# Start of DATA EXTRACT

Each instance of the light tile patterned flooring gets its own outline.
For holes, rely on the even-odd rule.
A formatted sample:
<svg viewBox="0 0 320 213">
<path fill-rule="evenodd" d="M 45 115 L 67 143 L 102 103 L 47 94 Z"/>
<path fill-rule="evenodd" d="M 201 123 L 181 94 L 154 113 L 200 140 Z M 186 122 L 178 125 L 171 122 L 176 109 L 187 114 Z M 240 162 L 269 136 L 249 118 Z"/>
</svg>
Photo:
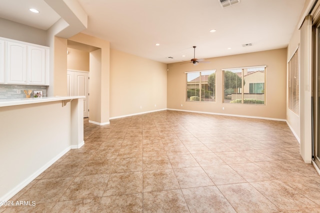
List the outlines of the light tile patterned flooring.
<svg viewBox="0 0 320 213">
<path fill-rule="evenodd" d="M 320 212 L 320 176 L 285 122 L 164 110 L 84 120 L 68 152 L 0 212 Z"/>
</svg>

# End of DATA EXTRACT

- **TASK PROMPT**
Swap "light tile patterned flooring" for "pale stone floor" everywhere it occurs in the data above, and reproduce the data with nothing else altered. Leave the pictures out of your answer.

- **EXERCISE SOLUTION**
Each instance of the pale stone floor gets its own outline.
For holes, rely on the even-odd rule.
A formatted sample:
<svg viewBox="0 0 320 213">
<path fill-rule="evenodd" d="M 45 115 L 67 143 L 102 103 L 47 94 Z"/>
<path fill-rule="evenodd" d="M 201 123 L 181 94 L 154 113 L 200 140 Z M 186 122 L 178 125 L 171 122 L 176 109 L 187 114 Z M 240 162 L 269 136 L 249 118 Z"/>
</svg>
Photo:
List the outlines of the pale stone floor.
<svg viewBox="0 0 320 213">
<path fill-rule="evenodd" d="M 320 212 L 320 176 L 285 122 L 164 110 L 84 120 L 68 152 L 0 212 Z"/>
</svg>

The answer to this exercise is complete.